* **Desafio**
Formate como tabela Markdown o trecho do material que vai da linha que contém "Guideline: for every instance of the carved" até a linha que contém "<point>187,134</point>", ambas incluídas. Use as colunas "Número" e "Linha", com cada linha do trecho numerada em sequência e sem as linhas em branco.

* **Dados para processamento**
########################################
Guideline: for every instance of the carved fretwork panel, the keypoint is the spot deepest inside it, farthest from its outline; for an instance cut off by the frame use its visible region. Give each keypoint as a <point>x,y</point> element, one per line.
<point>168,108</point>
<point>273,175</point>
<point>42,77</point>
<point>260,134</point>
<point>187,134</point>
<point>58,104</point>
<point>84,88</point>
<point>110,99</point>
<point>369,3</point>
########################################
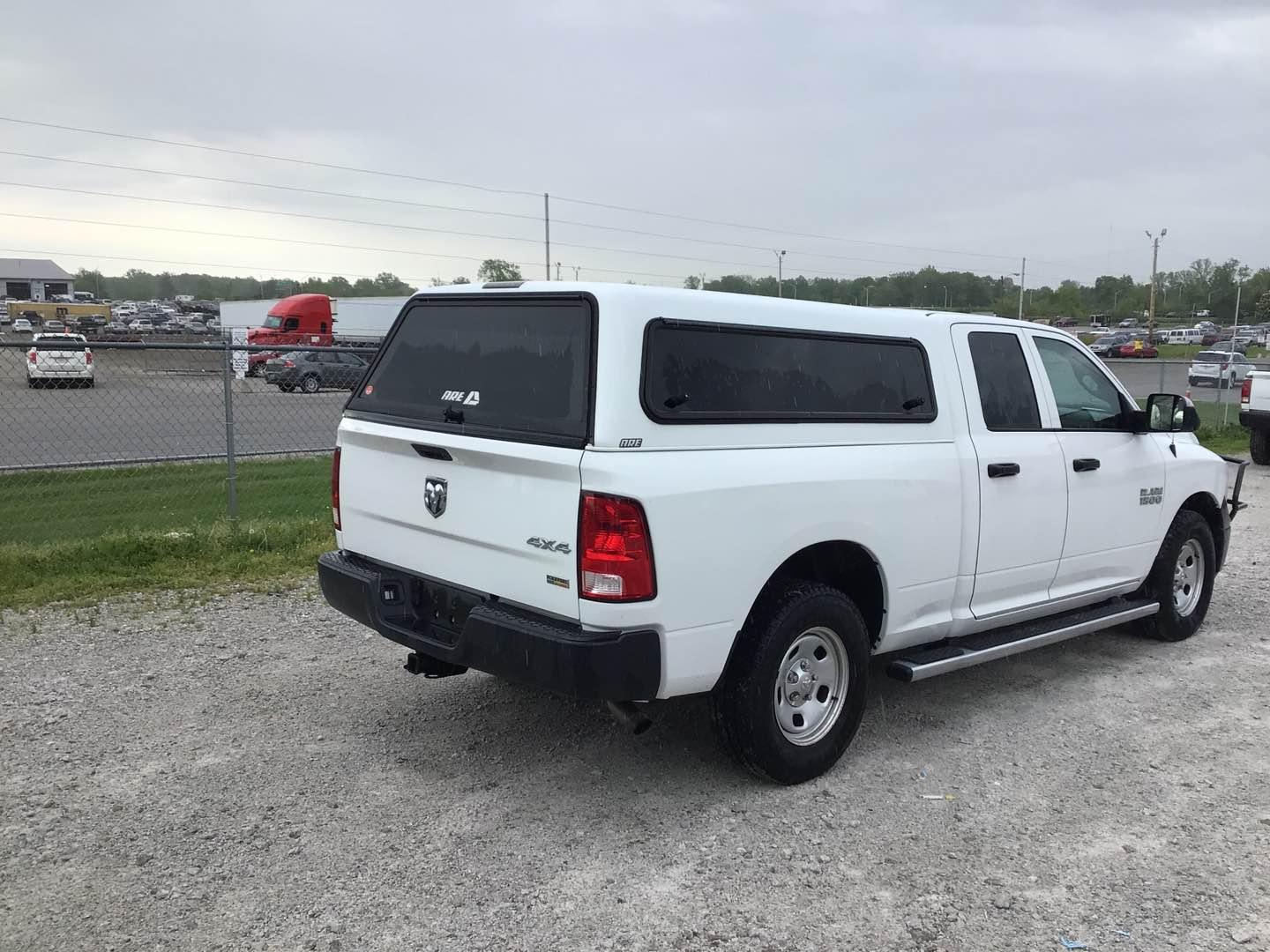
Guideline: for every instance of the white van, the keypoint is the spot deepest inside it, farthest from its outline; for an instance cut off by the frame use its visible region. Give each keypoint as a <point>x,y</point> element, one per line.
########################################
* **Solução completa**
| Número | Linha |
|---|---|
| 1 | Guideline: for every instance of the carved fretwork panel, the keypoint is the spot deepest inside it, farthest from its outline; for an instance cut off by the frame use its visible region. Give each keypoint as a <point>x,y</point> element, one per line. |
| 2 | <point>168,108</point> |
| 3 | <point>273,175</point> |
| 4 | <point>42,77</point> |
| 5 | <point>260,134</point> |
| 6 | <point>187,134</point> |